▶ _TASK DETAILS_
Wherever the word "Match" appears in the entries, copy the whole line.

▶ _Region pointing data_
'''

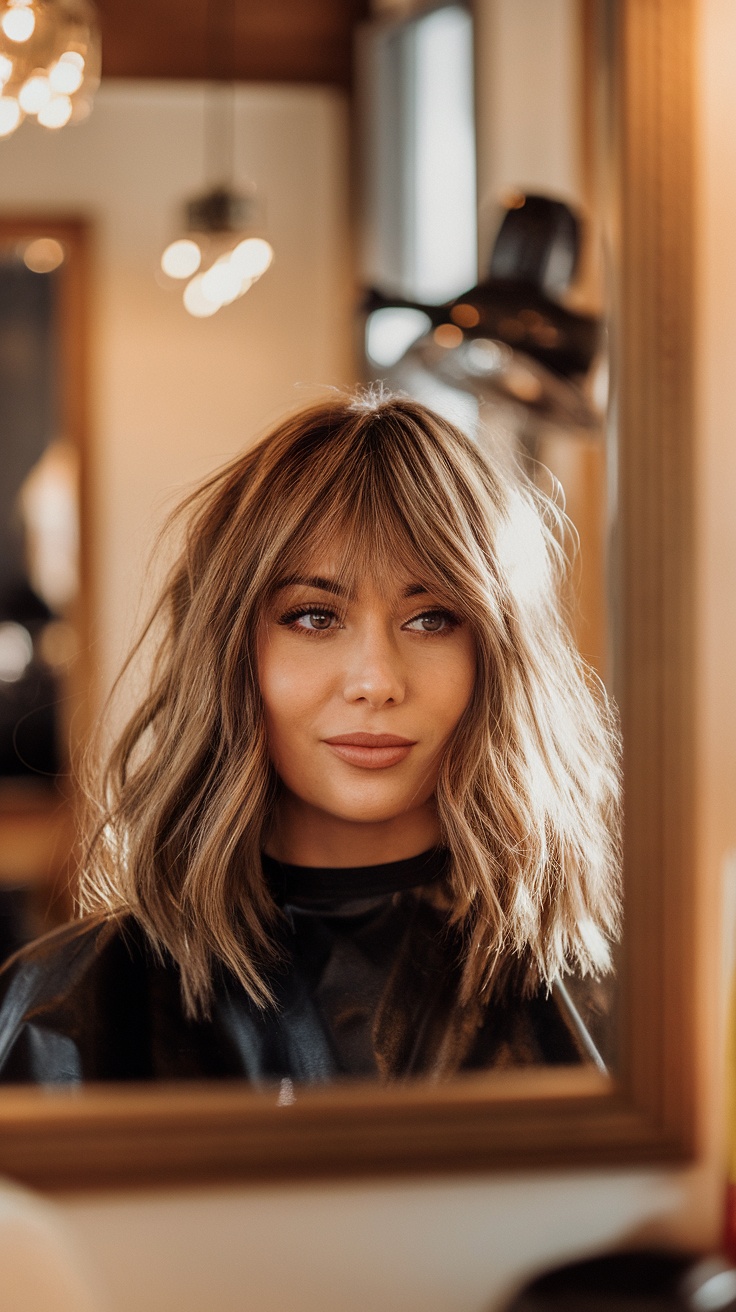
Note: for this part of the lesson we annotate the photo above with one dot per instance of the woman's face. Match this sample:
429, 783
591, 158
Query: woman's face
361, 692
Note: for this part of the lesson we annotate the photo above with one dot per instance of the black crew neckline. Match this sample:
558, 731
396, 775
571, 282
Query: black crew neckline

'''

▶ _SOLUTION FOR THIS EXERCISE_
Note: for this part of the lesson we annotate the photo above with one dot per instance of the woman's face. Match this sample:
Note: for this part of the lesson we annotate the photo above with one dot per instance of the black crew neckline. Match this sample:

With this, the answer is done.